**YOUR OBJECTIVE**
Repeat everything in the material exactly.

**RECORDED DATA**
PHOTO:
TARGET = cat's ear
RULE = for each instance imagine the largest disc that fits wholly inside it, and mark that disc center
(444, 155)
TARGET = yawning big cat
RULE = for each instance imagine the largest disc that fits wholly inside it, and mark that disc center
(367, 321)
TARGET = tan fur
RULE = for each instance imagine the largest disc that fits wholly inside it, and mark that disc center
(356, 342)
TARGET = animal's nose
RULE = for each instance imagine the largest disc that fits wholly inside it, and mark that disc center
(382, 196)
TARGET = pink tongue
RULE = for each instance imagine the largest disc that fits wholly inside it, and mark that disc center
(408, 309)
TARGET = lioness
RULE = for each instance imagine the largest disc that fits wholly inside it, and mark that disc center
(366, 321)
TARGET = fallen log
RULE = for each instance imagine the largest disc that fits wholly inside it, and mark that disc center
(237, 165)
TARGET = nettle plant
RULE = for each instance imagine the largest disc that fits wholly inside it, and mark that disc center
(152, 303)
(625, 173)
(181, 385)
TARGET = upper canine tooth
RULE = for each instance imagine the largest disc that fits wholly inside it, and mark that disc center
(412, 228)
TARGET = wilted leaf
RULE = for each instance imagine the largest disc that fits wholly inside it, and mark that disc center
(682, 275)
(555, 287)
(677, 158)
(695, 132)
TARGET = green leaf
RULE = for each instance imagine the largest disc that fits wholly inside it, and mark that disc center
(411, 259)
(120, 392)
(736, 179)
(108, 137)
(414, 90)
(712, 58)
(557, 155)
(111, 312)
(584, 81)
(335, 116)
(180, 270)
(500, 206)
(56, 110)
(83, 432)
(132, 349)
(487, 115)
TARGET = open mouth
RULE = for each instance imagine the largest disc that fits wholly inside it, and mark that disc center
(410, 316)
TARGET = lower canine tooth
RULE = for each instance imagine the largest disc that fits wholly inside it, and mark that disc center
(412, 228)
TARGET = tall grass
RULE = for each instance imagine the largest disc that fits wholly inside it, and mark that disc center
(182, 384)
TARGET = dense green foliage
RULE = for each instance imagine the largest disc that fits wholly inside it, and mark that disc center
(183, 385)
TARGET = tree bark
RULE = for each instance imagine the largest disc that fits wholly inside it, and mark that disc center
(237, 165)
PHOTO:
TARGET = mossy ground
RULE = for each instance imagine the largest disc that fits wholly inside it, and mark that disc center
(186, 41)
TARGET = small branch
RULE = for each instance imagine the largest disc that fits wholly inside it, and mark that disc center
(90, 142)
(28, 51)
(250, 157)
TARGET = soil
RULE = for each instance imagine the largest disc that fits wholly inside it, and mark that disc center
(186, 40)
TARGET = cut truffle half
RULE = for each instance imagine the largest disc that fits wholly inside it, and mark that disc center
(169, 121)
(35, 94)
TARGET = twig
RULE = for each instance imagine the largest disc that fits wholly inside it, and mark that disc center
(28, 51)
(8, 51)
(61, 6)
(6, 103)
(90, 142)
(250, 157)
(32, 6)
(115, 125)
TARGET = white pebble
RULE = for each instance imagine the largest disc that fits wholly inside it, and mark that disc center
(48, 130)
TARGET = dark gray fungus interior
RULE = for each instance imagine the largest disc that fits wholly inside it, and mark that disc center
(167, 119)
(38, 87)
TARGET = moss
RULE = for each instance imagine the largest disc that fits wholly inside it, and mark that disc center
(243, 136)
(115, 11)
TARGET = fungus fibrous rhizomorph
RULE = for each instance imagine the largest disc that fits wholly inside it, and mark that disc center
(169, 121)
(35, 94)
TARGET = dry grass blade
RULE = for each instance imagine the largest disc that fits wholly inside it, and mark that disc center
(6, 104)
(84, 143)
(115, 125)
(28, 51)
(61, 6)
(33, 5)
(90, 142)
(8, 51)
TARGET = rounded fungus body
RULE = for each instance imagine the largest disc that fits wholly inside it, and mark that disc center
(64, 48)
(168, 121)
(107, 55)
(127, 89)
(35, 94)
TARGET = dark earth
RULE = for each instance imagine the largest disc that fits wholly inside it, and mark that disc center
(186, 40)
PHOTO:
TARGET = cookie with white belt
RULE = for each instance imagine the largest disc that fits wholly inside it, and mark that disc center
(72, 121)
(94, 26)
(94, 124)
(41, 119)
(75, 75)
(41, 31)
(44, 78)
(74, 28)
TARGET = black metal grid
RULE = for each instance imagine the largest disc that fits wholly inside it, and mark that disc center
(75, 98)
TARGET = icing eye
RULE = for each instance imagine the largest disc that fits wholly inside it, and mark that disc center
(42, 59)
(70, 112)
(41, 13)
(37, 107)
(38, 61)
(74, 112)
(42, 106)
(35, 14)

**COMPLETE RESPONSE**
PHOTO:
TARGET = cat's ear
RULE = for each instance imagine the largest disc that fits wholly inside it, and mark that disc center
(444, 155)
TARGET = yawning big cat
RULE = for each instance imagine the largest disc that fits wholly inside it, and mark that disc center
(367, 321)
TARGET = tan fur
RULE = for each instance imagine the largest disc that fits wholly inside it, and mark that disc center
(356, 342)
TARGET = animal's nose
RULE = for each instance imagine the largest disc that fits wholly inside it, and mark that disc center
(382, 196)
TARGET = pink tongue
RULE = for each instance imagine the largest disc that fits wholly inside it, and mark that disc center
(408, 309)
TARGET = lioness
RULE = for each instance imagine the largest disc that fits wholly inside it, and mark that disc center
(366, 321)
TARGET = fallen log
RULE = for each instance imagine the largest disc that fits wholly inside it, and mark that disc center
(237, 165)
TARGET = nettle plant
RULE = for each instance imagine the largest disc that fits wholly inside it, and mark that disc center
(152, 303)
(625, 173)
(181, 385)
TARGET = upper canine tooth
RULE = for each instance imagine the largest disc that fits wholly inside it, and mark that disc center
(412, 228)
TARGET = wilted leaf
RULE = for each instance imagine the largest disc that fits wholly inside it, and mark that disc center
(682, 275)
(555, 287)
(677, 158)
(695, 132)
TARGET = green leaf
RULE = for each instance imagine the largest disc that fits wholly inside it, and mark that disc center
(411, 259)
(120, 392)
(736, 179)
(108, 137)
(414, 90)
(712, 58)
(557, 155)
(111, 312)
(584, 81)
(335, 116)
(180, 270)
(500, 206)
(56, 110)
(83, 432)
(132, 349)
(487, 115)
TARGET = open mouth
RULE = for each instance imagine the largest disc that fits wholly inside it, and mark that disc center
(410, 316)
TARGET = lower canine tooth
RULE = for each instance imagine the largest disc that fits wholly inside it, and mark that disc center
(412, 228)
TARGET = tall grass
RULE = for each instance imagine the largest disc that fits wholly inside it, and mark that disc center
(182, 384)
TARGET = dense green foliage
RULE = for each instance imagine the largest disc that fits wholly inside it, and mark that disc center
(183, 385)
TARGET = tree bark
RULE = for each instance imagine the largest disc that fits wholly inside it, and mark that disc center
(237, 165)
PHOTO:
TARGET = mossy ground
RULE = for each instance imagine the largest disc that fits wholly inside it, and mark that disc center
(186, 41)
TARGET = small branch
RULE = for each instance imagine the largest disc that fits wholly inside it, and mark that disc center
(90, 142)
(28, 51)
(250, 157)
TARGET = soil
RULE = for each instance imagine the largest disc that fits wholly inside it, and mark that disc center
(186, 40)
TARGET = cut truffle half
RULE = for each instance imagine the largest disc that fits wholly inside it, and mark that disc center
(169, 121)
(35, 94)
TARGET = twig
RULE = for each instance imagine the largest disc that fits wholly inside it, and mark that disc center
(28, 51)
(8, 51)
(61, 6)
(6, 103)
(90, 142)
(250, 157)
(32, 6)
(115, 125)
TARGET = white pebble
RULE = for each instance imagine the largest disc that fits wholly inside it, and mark that disc center
(48, 130)
TARGET = dark gray fungus interior
RULE = for each instance imagine the largest disc that fits wholly inside it, and mark that disc center
(167, 119)
(38, 87)
TARGET = moss
RULE = for each instance imagine the largest disc that fits wholly inside it, and mark that disc center
(243, 136)
(115, 11)
TARGET = fungus fibrous rhizomorph
RULE = for each instance imagine the largest disc that fits wholly inside it, and mark that disc center
(169, 121)
(35, 94)
TARGET = dry grass blade
RULE = for each instance imagine the largest disc that fits wholly inside it, and mark that disc center
(6, 104)
(84, 143)
(115, 125)
(28, 51)
(61, 6)
(33, 5)
(90, 142)
(8, 51)
TARGET = rounded fungus body
RULE = for each instance imagine the largest disc that fits wholly inside it, and mark that disc center
(64, 48)
(168, 121)
(107, 55)
(127, 89)
(35, 94)
TARGET = dark earth
RULE = for each instance imagine the largest disc that fits wholly inside it, and mark that disc center
(186, 40)
PHOTO:
TARGET = cookie with white belt
RULE = for each instance imagine the largest disc that fits wholly inside it, and mark that disc center
(72, 121)
(94, 26)
(94, 124)
(41, 119)
(75, 75)
(41, 31)
(44, 78)
(74, 28)
TARGET = black metal grid
RULE = for each instance imagine the largest disc that fits wholly inside it, and mark that disc center
(75, 98)
TARGET = icing eye
RULE = for each instance imagine the largest disc that fits wholly inside it, and mark that disc center
(42, 59)
(70, 112)
(41, 13)
(37, 107)
(38, 61)
(74, 112)
(42, 106)
(35, 14)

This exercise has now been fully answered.